Adam: The first of two stories featuring interim companion Adam Mitchell (Bruno Langley). Rose responds strongly to Adam, openly flirting in their very first proper scene together. Adam's intelligence and lack of respect for authority remind her of the Doctor - a younger, sexually available version of the Doctor. Adam does manage to get on the Doctor's bad side by saving himself by ducking under a descending bulkhead rather than trying to help Rose, but I don't think he can be condemned there. Rose was too many steps behind - All he would have accomplished by lingering would be trapping himself on the wrong side of the bulkhead with her, which would surely have ended in his death in a way that would have been no help to Rose at all.

Dalek: Quite possibly the only new series story in which the Daleks really work.  The story strips the threat down to a single Dalek. Battered and old, it looks more pathetic than frightening. Which makes it all the more effective as it rips through van Statten's small army of guards with no effort at all. We are shown its intelligence, not only through decoding the lock to its cage and "absorbing the Internet," but also viscerally. Surrounded by guards, the Dalek takes in the room. It observes the fire alarm, the sprinkler system, the metal all around... and in three expertly-judged shots, a matter of seconds, it performs a massacre. The spectacle is enough to make Van Statten finally take the thing seriously - and more than enough to sell every viewer on the threat of the Daleks.


THOUGHTS

The episode opens with an effective aside, working both as a nod to the old series and the old fans and as a thematic tie-in with this story. The Doctor and Rose are poking around Van Statten's private museum, when the Doctor comes across the head of a classic series Cyberman. He stares at it through the glass, shocked and a little disgusted at seeing "the stuff of nightmares reduced to an exhibit." There's not even a pause in breath between him observing that and stating that he's "getting old."

Like the Cybermen, the Time Lords and the Daleks are all gone. The stuff of myth and nightmares, reduced to one Time Lord and one Dalek, living relics of an age long past. If van Statten has his way, both Dalek and Doctor will be reduced to museum exhibits - intelligent animals, kept in a private cage for his own entertainment.

Dalek is loosely based on writer Robert Shearman's Big Finish audio, Jubilee. The two stories are very different, however.  Their only real similarities are the idea of a single, imprisioned Dalek and a similar (though not identical) Doctor/Dalek confrontation scene.

I like Jubilee better overall, but the Doctor/Dalek scene in Dalek is by far the stronger confrontation. With the Time War backstory, it's more meaningful. Instead of simply being a verbal confrontation between the Doctor and a Dalek, it is a confrontation between the last Time Lord and the last Dalek, the start of what would seem to be the final battle of that war. All "Doctorish" elements drop away from Eccleston's performance in an instant, as he taunts his enemy, blocks out its words about them being the same, and finally embraces that charge by attempting to kill the Dalek - even preceding his attempt by intoning the Dalek catchphrase: "Exterminate!" It's been seven years since Doctor Who returned to television as I write this, and this remains the most intense scene the series has presented.

Data entries:

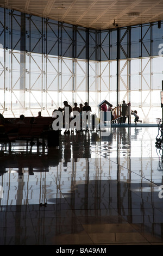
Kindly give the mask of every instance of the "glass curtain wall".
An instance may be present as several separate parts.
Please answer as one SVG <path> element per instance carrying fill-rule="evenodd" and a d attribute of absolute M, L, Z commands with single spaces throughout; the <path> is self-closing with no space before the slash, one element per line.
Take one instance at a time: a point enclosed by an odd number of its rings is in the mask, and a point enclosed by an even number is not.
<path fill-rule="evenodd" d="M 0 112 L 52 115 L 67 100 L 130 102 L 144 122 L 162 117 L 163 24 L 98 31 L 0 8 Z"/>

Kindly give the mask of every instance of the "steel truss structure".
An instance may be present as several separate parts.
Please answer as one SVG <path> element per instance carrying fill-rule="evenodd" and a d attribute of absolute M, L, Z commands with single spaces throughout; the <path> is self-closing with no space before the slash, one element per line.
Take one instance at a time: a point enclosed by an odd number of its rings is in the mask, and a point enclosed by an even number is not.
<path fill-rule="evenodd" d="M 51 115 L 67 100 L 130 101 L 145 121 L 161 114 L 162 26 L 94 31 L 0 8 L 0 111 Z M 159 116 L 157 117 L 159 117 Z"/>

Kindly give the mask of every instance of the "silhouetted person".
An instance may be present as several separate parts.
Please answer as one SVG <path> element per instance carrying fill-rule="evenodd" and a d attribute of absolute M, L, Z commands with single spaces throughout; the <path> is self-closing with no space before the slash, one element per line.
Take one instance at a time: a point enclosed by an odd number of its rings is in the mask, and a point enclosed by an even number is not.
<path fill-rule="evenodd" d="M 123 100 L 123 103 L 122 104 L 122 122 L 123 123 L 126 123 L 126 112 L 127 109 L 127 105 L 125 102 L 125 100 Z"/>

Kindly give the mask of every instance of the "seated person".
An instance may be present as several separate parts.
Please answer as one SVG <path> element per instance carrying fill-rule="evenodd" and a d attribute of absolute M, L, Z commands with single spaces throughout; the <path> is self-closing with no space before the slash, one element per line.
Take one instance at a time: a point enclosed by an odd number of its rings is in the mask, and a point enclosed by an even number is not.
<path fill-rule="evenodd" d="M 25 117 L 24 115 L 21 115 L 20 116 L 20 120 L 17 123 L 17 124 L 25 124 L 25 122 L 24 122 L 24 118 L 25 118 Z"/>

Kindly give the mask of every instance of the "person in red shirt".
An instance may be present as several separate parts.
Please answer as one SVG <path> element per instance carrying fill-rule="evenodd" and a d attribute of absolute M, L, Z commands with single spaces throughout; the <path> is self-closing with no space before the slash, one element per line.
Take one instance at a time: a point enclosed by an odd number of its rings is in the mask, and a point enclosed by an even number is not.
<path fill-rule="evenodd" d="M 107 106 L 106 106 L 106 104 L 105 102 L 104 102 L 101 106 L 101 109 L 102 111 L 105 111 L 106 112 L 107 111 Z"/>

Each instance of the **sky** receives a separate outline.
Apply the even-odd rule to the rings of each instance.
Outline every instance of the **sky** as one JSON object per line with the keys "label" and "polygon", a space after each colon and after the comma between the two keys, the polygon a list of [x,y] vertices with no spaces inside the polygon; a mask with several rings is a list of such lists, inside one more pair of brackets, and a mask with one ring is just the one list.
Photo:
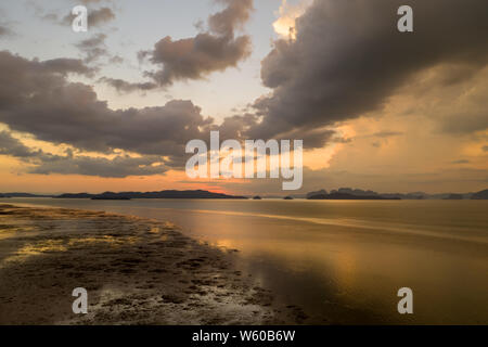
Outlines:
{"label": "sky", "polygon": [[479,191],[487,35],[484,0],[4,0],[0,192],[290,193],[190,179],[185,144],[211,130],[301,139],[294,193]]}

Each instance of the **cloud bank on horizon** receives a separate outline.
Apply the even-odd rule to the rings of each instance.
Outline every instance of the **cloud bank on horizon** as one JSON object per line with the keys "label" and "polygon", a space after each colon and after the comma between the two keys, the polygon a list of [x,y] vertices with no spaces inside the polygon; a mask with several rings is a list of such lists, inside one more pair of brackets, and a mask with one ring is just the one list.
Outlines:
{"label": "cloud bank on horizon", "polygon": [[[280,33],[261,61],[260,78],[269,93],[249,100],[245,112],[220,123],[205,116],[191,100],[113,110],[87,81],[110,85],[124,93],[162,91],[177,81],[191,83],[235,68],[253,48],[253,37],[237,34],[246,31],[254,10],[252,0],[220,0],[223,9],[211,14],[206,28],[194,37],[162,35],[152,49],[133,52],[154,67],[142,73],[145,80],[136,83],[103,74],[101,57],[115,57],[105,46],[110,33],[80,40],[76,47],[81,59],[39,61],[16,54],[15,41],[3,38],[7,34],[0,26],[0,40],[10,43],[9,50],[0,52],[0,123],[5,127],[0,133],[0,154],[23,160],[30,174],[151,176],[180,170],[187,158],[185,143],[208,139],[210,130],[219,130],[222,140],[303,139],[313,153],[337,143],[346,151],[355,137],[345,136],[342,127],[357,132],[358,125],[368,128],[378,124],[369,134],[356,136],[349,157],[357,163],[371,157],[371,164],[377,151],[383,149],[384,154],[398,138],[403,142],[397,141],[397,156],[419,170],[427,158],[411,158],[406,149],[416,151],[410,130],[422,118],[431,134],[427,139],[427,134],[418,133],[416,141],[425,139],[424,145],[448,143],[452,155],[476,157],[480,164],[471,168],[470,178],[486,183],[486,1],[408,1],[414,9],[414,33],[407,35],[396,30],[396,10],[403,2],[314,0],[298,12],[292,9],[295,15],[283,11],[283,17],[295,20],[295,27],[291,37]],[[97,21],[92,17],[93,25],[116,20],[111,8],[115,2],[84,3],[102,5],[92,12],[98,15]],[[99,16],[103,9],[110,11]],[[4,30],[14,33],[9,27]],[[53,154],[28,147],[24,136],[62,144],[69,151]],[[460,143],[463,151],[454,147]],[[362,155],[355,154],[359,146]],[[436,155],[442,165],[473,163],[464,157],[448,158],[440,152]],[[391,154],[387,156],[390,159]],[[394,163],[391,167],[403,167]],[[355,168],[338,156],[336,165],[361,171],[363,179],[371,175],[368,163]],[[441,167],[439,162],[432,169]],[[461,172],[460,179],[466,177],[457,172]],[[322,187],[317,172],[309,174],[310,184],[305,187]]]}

» **Exercise requirements**:
1. Output the data entry rows as a JSON list of strings, one string per line with blank lines omitted, starting at the beginning of the rows and ending at the line that contains "123 100 L 123", including both ends and leaving out the pictures.
2. Write what comes next in the review of the Doctor Who episodes, picking up after its final sentence.
The review and the data entries have nothing to do with each other.

» **Answer list**:
1.
[
  "Kindly give the mask of every instance of the \"glass curtain wall\".",
  "An instance may be present as several separate parts.",
  "Please answer as one SVG <path> element per instance carrying fill-rule=\"evenodd\" and a d attribute of absolute M, L, Z commands with single spaces throughout; the <path> is self-closing with no space before the slash, one element per line.",
  "Take one instance at a time: a point enclosed by an odd number of its rings is in the mask, and a point enclosed by an even number is not.",
  "<path fill-rule=\"evenodd\" d=\"M 0 112 L 52 115 L 67 100 L 130 102 L 144 122 L 162 117 L 163 24 L 98 31 L 0 8 Z\"/>",
  "Kindly give the mask of every instance of the \"steel truss structure\".",
  "An instance may be present as several separate parts.",
  "Please answer as one SVG <path> element per instance carrying fill-rule=\"evenodd\" and a d attribute of absolute M, L, Z commands with single spaces throughout; the <path> is self-closing with no space before the slash, one element per line.",
  "Take one instance at a time: a point enclosed by an odd number of its rings is in the mask, and a point enclosed by an even number is not.",
  "<path fill-rule=\"evenodd\" d=\"M 51 115 L 67 100 L 130 101 L 145 121 L 161 114 L 162 26 L 94 31 L 0 8 L 0 111 Z M 159 116 L 157 117 L 159 117 Z\"/>",
  "Kindly give the mask of every instance of the \"silhouetted person\".",
  "An instance may be present as several separate parts.",
  "Please answer as one SVG <path> element per instance carrying fill-rule=\"evenodd\" and a d attribute of absolute M, L, Z commands with single spaces throughout; the <path> is self-closing with no space before the slash, one element per line.",
  "Take one instance at a time: a point enclosed by an odd number of its rings is in the mask, and a point enclosed by an even number is not.",
  "<path fill-rule=\"evenodd\" d=\"M 123 100 L 123 103 L 122 104 L 122 122 L 123 123 L 126 123 L 126 112 L 127 109 L 127 105 L 125 102 L 125 100 Z\"/>"
]

2.
The first thirty minutes of Dalek are magnificent. It's a very stripped-down episode: a single Dalek on a rampage, Rose and Adam on the run from it, and the Doctor determined to not only stop it but obliterate it. The script is taut, smart, and suspenseful, the pace driving relentlessly right up to the instant that bulkhead closes with Rose caught on the wrong side of it.

And then, it all falls apart.

There is nothing in the first thirty minutes of Dalek that does not work for me. Unfortunately, there is little in the last ten minutes that does work. The Dalek doesn't transform gradually. Despite an attempt to plant something early on in the Dalek focusing on Rose, it still behaves as a traditional Dalek - albeit a traditional Dalek on steroids. But once that bulkhead closes, it suddenly becomes a completely different entity.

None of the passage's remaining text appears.